Now that the CEOs of the Big Four banks have been questioned by the Parliament’s Economics Committee it’s time to ask, what now? The Committee is a House of Representatives organ. It’s generally acknowledged that the heavy hitters for this kind of exercise are in the Senate. These mega-salaried CEOs are teflon-coated, obviously well-briefed, and it’s reasonable to wonder whether anything will change as a result of the hearings. Not much, I suspect.
David Gallagher of the Centre for International Finance and Regulation, probably a conservative outfit, says:
The government is using the exercise as a classic case of retail political management, being seen to be keeping our major banks accountable while the Opposition calls for a royal commission into the banking industry.
Gallagher is arguing that the wrong-doings of the banks are not substantial or endemic enough to warrant a royal commission, and that our regulatory system is world-class and fit for purpose. I think he should have been listening to talkback radio over the last few days.
Moreover, a royal commission would undermine confidence in the entire financial system, he says.
This contrasts with the view of Professor Thomas Clarke of the University of Technology, Sydney.
- The banks have experienced continuous systemic risk (partly of their own making), erosion of their integrity, and a loss of public trust.
The Australian banks are on notice that they need to renew their licence to operate, to reconnect with their sense of duty and the Australian people, and to reconfirm their responsibilities to the Australian economy.
This will occur, even if it takes a royal commission to achieve it.
- Every other major industrial country is at an advanced stage in bank reform, and Australia would be isolated if it did not engage in a similar substantial and structural reform process.
He gives a record of the major misdemeanors and inquiries. He clearly thinks a royal commission is warranted in order to restore the confidence that isn’t there.
Still, unless we change government we will not get one. The best we can look forward to is a banking tribunal. The merits of this are considered by Anna Olijnyk, Lecturer at Adelaide Law School, University of Adelaide in a Conversation piece that also has other expert reaction. A tribunal would be more consumer-friendly than the courts, and could award compensation. However, its rulings would be subject to review by the courts. This is similar to how the Human Rights Commission operates in relation to racial discrimination. With respect to 18C only about 5% of cases go on to the courts.

Your tasks:
1. Which people does the piece on the Big Four banks mention by name?
2. Can you carry on the piece on the Big Four banks from its final sentence?
This material has no connection to the piece on the Big Four banks.

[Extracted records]
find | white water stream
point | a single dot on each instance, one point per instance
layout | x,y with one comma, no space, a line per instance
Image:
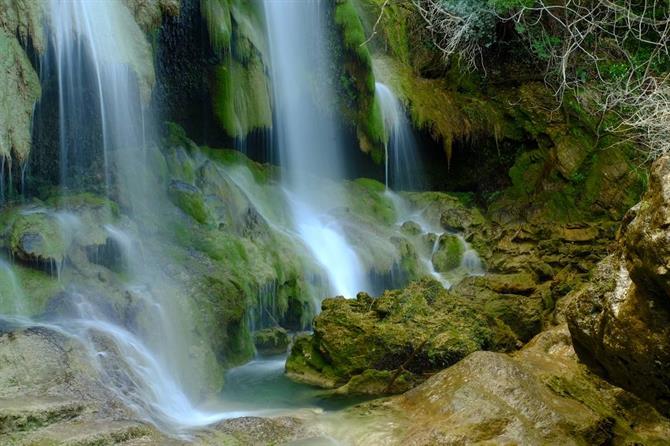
403,165
309,146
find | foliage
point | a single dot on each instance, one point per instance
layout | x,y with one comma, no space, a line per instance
620,49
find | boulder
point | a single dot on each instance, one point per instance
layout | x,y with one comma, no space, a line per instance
271,341
397,339
36,237
539,395
620,321
189,199
449,253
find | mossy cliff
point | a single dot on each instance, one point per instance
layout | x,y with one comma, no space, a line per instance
241,97
388,344
20,27
356,81
502,131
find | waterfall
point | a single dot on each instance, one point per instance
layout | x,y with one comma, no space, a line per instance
403,164
104,72
309,147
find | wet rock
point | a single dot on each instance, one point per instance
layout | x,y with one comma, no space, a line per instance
420,329
620,321
189,199
37,238
410,228
540,395
271,341
449,253
523,314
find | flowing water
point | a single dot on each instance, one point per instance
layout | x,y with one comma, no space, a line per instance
102,67
403,164
104,73
309,145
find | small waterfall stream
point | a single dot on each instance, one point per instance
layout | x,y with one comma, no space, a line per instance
403,165
104,74
309,148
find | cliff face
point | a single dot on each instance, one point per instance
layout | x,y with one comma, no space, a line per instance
20,28
620,322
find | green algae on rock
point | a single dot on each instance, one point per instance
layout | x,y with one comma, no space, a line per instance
403,334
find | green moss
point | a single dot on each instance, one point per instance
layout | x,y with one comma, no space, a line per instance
190,200
422,328
449,253
19,90
367,198
272,341
37,237
357,80
241,97
216,14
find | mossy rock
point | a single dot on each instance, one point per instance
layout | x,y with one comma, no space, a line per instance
36,237
421,329
449,253
189,199
271,341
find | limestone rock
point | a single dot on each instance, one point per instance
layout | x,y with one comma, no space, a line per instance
540,395
620,321
420,329
271,341
449,253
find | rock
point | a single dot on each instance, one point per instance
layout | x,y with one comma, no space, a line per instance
410,228
540,395
519,283
523,314
420,329
620,321
646,237
271,341
36,237
580,235
449,253
189,199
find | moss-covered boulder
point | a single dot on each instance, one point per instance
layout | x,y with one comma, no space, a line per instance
395,339
38,238
189,199
448,253
620,320
271,341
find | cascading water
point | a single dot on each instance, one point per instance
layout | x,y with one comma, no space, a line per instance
99,57
403,164
307,138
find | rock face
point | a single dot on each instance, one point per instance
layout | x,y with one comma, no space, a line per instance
620,321
386,345
539,395
271,341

Task responses:
1. David Gallagher, Professor Thomas Clarke, and Anna Olijnyk.

2.
Many of the straightforward cases could be resolved there, so it would have value, but is not an alternative to a royal commission.
One of Labor’s obsessions was whether anyone had been sacked. A bit simplistic, I think, and typical of the limitations of what we saw. Committee members complained of only getting 10-12 minutes each to ask questions. For the CEOs it was a cake walk.
Rodney Maddock of Monash Uni (can’t find the link) says a banking tribunal would end the populist parliamentary circus, which he thinks had some limited value, and would improve over time. He thinks the tribunal could go a long way to restoring trust with the public. The Turnbull government has announced that one will be set up, so we await the fine print.
Meanwhile, I’ll return for a moment to my obsession with false perceptions of bank profitability.
When a company lists on the stock exchange, growth is mandatory to attract investors. Even with a good yield they expect growth to at least keep pace with inflation, to preserve the value of their money.
Banks did quite well after the GFC, but growth started to dry up about two years ago. In terms of earnings per share, which is what counts, from 2011 to 2014 ANZ grew by 25%, CBA by 21% and Westpac by 22.2%. NAB had troubles and shrunk by 12%.
In broker forecasts for the next three year, ANZ are expecting -6.2%, CBA +4.3%, NAB -3.9% and Westpac 0.3%. Investors are comforted by income from dividends ranging from CBA at 5.71% to NAB at 7.06%, but there too the yields are static or going backwards.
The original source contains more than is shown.